**Instruções das tarefas**.
1. Reescreva de forma mais concisa o parágrafo do excerto sobre a biografia de Fernando Pessoa que começa por «Chegado até nós o “conselho”», preservando os factos principais.
2. Dê continuidade ao excerto sobre a biografia de Fernando Pessoa escrita por Richard Zenith, a partir da última frase apresentada.

**Excerto selecionado**.
↓↓↓

Chegado até nós o “conselho”,
importa reconhecer a ingrata tarefa que assiste ao biógrafo: como encontrar o
peso certo da vida e da obra? O que é “rigorosamente” necessário ou
imprescindível contar da vida para “explicar” a obra? E, como fazer justiça ao
modo como a biografia conseguiu reconquistar o seu lugar nos estudos literários,
depois de ter sido banida, durante décadas, na sequência da chamada “desconstrução
da subjectividade” empreendida por Heidegger e da “morte do sujeito” (ou do
autor), decretada por Barthes, Derrida, Foulcault? Como conseguir demonstrar
que a ausência de uma interpelação autoral deixa fatalmente órfã a obra de um
grande escritor? Creio que, no caso presente, Richard Zenith (Pessoa. Uma
Biografia, tradução de Salvato Teles
de Menezes e Vasco Teles de Menezes, Lisboa: Quetzal, 2022) correspondeu da
melhor maneira a todos os desafios. Foi capaz de encontrar um perfeito
equilíbrio, de entrelaçar harmoniosamente a vida e a obra de Fernando Pessoa,
de construir, “com todos os pormenores credíveis” que pôde reunir, aquilo a que
chama uma vida “cinematográfica”, mostrando como o seu biografado “se
comportava, aonde o levavam os seus passos, as pessoas com as quais interagia e
os cenários animados em que a vida dele se desdobrou” (p. 34), nunca esquecendo
que também para Pessoa (à semelhança, aliás, de Sá-Carneiro), a vida essencial
foi a que teve lugar na imaginação. Por isso, diz Zenith, a sua maior ambição
foi “cartografar” essa vida imaginativa.

↑↑↑

**Informação fornecida**.
↓↓↓

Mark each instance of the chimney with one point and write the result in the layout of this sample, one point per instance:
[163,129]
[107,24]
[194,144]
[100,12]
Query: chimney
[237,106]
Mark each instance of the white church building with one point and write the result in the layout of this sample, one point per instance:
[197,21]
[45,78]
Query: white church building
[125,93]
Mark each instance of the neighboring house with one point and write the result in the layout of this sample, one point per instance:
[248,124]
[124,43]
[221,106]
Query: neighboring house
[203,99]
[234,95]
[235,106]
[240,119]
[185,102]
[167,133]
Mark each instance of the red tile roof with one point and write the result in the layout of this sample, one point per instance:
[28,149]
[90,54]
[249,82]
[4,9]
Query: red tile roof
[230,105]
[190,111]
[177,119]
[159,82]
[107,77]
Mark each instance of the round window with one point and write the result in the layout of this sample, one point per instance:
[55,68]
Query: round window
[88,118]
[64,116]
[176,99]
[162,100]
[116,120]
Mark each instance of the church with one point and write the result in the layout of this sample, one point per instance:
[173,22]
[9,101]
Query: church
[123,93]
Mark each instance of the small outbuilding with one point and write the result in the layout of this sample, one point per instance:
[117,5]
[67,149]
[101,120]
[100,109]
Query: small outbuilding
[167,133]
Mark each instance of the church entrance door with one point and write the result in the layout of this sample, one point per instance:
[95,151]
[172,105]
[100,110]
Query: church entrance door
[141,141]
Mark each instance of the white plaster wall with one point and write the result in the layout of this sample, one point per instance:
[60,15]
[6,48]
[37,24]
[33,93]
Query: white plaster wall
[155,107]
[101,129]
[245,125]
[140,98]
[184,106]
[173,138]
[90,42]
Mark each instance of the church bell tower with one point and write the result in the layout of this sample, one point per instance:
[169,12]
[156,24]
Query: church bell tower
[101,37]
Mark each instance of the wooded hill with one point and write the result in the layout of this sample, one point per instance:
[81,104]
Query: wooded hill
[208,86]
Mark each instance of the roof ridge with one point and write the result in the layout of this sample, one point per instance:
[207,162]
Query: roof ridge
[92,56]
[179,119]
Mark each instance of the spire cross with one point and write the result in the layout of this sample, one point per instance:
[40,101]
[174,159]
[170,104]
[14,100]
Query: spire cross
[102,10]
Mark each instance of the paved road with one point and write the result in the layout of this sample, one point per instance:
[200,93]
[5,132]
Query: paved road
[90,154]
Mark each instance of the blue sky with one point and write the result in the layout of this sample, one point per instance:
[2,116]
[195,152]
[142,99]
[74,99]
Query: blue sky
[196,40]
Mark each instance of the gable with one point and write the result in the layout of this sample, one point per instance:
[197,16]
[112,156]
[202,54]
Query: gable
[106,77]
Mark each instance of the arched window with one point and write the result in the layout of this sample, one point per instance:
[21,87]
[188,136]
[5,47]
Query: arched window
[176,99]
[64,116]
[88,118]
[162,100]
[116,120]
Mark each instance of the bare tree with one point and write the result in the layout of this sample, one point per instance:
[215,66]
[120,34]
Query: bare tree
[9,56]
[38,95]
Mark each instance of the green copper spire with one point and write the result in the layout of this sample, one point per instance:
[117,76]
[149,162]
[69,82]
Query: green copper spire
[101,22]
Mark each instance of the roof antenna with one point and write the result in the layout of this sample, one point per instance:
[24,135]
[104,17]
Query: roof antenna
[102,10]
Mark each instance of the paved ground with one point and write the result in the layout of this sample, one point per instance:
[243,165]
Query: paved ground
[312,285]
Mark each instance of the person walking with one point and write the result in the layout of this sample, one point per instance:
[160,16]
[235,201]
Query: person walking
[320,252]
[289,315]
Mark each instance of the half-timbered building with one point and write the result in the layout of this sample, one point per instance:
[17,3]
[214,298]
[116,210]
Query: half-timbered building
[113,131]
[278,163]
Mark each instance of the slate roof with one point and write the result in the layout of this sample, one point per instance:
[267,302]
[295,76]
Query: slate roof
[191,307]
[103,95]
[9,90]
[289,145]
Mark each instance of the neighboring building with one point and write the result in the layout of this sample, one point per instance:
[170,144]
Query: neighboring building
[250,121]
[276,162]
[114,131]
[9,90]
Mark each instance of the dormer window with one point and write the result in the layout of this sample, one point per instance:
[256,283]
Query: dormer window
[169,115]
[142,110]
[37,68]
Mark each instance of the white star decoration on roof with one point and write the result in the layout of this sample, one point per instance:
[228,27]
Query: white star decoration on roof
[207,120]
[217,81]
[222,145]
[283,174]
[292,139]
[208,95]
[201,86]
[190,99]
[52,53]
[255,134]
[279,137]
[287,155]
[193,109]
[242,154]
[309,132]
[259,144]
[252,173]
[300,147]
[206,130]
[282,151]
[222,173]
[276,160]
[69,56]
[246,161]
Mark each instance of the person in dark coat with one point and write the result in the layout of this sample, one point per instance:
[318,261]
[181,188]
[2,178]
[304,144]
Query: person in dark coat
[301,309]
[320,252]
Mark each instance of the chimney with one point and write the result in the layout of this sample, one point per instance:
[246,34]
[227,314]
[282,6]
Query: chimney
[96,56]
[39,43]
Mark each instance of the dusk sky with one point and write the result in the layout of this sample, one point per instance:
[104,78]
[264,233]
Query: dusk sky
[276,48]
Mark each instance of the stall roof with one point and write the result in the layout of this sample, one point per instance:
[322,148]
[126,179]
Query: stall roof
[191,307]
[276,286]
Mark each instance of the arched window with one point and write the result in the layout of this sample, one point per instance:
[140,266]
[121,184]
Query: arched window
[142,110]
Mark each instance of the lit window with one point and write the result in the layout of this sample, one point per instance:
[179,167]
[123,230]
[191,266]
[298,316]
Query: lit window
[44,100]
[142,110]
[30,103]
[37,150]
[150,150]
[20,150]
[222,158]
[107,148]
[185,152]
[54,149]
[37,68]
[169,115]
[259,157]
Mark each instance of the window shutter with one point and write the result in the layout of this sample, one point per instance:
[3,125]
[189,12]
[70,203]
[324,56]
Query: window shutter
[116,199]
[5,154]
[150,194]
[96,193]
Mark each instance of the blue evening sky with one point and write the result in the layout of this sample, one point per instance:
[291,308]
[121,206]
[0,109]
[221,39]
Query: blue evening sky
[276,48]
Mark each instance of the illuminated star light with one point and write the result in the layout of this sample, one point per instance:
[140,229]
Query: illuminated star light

↑↑↑

**Tarefas resolvidas**.
1. O biógrafo enfrenta uma tarefa ingrata. Tem de encontrar o peso certo entre a vida e a obra e decidir o que é imprescindível contar da vida para explicar a obra. Tem também de fazer justiça ao regresso da biografia aos estudos literários, depois de décadas de exclusão motivadas pela «desconstrução da subjectividade» de Heidegger e pela «morte do sujeito» (ou do autor) decretada por Barthes e Derrida, entre outros. Cabe-lhe ainda mostrar que, sem uma interpelação autoral, a obra de um grande escritor fica órfã. Richard Zenith, em Pessoa. Uma Biografia (tradução de Salvato Teles de Menezes e Vasco Teles de Menezes, Quetzal, 2022), respondeu da melhor maneira a estes desafios. Equilibrou e entrelaçou a vida e a obra de Pessoa e construiu, com os pormenores credíveis que reuniu, uma vida «cinematográfica». Nunca esqueceu que, para Pessoa, tal como para Sá-Carneiro, a vida essencial foi a da imaginação. Por isso, a sua maior ambição foi «cartografar» essa vida imaginativa.

2.
Assim, por exemplo, referindo
o período em que o jovem Pessoa viveu na África do Sul, Zenith relata a
chegada, alguns anos antes, de milhares de indianos a Durban, contratados para
diversos serviços, mas classificados como “raça incivilizada”, e a presença,
entre eles, de Gandhi, já então um defensor “apaixonado e competente” dos
direitos dos seus confrades. Os últimos anos de Gandhi em Durban coincidiram,
então, com os de Pessoa, sendo os escritórios do consulado português na mesma
rua do próprio escritório de advocacia de Gandhi. A probabilidade do futuro
poeta ter sabido da existência e da celebridade do hindu é grande. A verdade é
que, trinta anos depois, na década de 1920, Pessoa dedicou um ensaio,
inacabado, como tantos outros, à figura do Mahatma Gandhi, a quem enaltece como
“a única figura verdadeiramente grande que há no mundo de hoje”. Assim também
(outro exemplo), o biógrafo traça um panorama minucioso do momento
político-social e económico vivido em Portugal, em 1935, e faz notar como a comemoração
dos santos populares se intensificou com o Estado Novo, apostado em “ir ao povo
dizer-lhe como há-de fazer para transformar a sua alegria expansiva e rude no
ritmo de uma obra de arte”, segundo palavras de um jornal afecto ao regime, O
Notícias Ilustrado, de 9 de Junho daquele ano. Zenith mostra como Pessoa
escreveu, nesse preciso dia, três longos poemas, sobre cada um dos santos
cultuados, nos quais, velada e ironicamente, alude aos intentos dirigistas de
Salazar. Também aqui, a circunstância biográfica se encarrega de iluminar a
obra.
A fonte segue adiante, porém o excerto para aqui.